5 Peters v Attorney-General, above n 2, at [162].
6 Privacy Act 2020, s 31.
[22] However, Ms Jackson submitted that the exact scope of the remedies available in a “Court of law” in respect of a breach of privacy principle 6 was uncertain.
[23] As a matter of principle, it is certainly far from clear that the Court needs to recognise a tort that creates strict liability for a breach of privacy principle 6 when, if a breach occurs, the aggrieved person has remedies available to them under pt 5 of the Privacy Act. Where the Privacy Act provides a comprehensive regime for redress, including civil proceedings for damages before the Human Rights Tribunal with appeals to the High Court, that structure is a strong factor against the Court superimposing tort liability for breach of privacy principle 6. Rhetorically, why would the process in pt 5 of the Privacy Act exist if an aggrieved person could bypass that process and seek relief in the Court as in tort.

Prompt - Continue the judgment excerpt on privacy principle 6 and the Privacy Act from the point where it stops above. The records that come next are from a separate source.

Stored data -
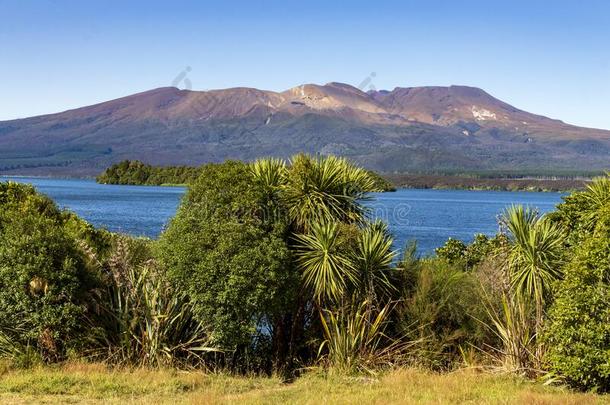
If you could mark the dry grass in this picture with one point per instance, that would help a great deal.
(84, 383)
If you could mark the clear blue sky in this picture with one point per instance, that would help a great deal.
(547, 57)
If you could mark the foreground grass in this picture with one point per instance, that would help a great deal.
(78, 383)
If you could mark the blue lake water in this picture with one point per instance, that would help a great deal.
(429, 216)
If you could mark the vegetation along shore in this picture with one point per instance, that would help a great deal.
(271, 284)
(138, 173)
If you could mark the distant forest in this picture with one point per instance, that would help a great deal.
(135, 172)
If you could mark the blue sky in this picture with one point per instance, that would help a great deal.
(551, 58)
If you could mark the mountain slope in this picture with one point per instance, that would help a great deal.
(421, 128)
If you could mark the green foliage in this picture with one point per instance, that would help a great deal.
(233, 262)
(145, 321)
(535, 256)
(579, 212)
(457, 252)
(441, 305)
(319, 190)
(381, 184)
(578, 334)
(138, 173)
(355, 339)
(45, 283)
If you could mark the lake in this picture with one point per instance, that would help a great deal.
(429, 216)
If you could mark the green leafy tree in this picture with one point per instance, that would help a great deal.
(45, 283)
(229, 258)
(578, 334)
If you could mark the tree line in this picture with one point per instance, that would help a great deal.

Result of the exercise -
[24] Ms Christison confirmed to me at the commencement of the hearing that she did not wish to pursue a claim in this Court for breach of privacy principle 6 which may arguably be open to her pursuant to s 31(2) of the Privacy Act. Ms Jackson submitted there may well be limitation issues in that regard which would bring into play the correct interpretation of s 98 of the Act along with the nature of the relief that the Court can grant under s 31(2). I need not consider those issues here as Ms Christison was quite clear that she did not wish to pursue a claim based on breach of privacy principle 6, instead wishing to pursue her claim in tort.
[25] I am satisfied that Ms Christison’s claim in tort is unsuitable for the summary judgment process. The reason being it cannot be suggested there is no real question to be tried in respect of the cause of action Ms Christison seeks to advance.7 The creation of the new tort as sought by Ms Christison, runs directly into the fact “... the courts have consistently rejected the creation of a tort that is co-extensive with liability under the Privacy Act” which is what Ms Christison is asking the Court to do.8 That s 66 of the Act deems OT’s breaches of the Act to be an interference with Ms Christison’s privacy does not mean such deemed interference can found a new tort.
8 Peters v Attorney-General, above n 2, at [162].
Damages, causation and remoteness
[26] Ms Christison’s claim sought damages of $1.5m but during the hearing she said she would leave quantum to the Court.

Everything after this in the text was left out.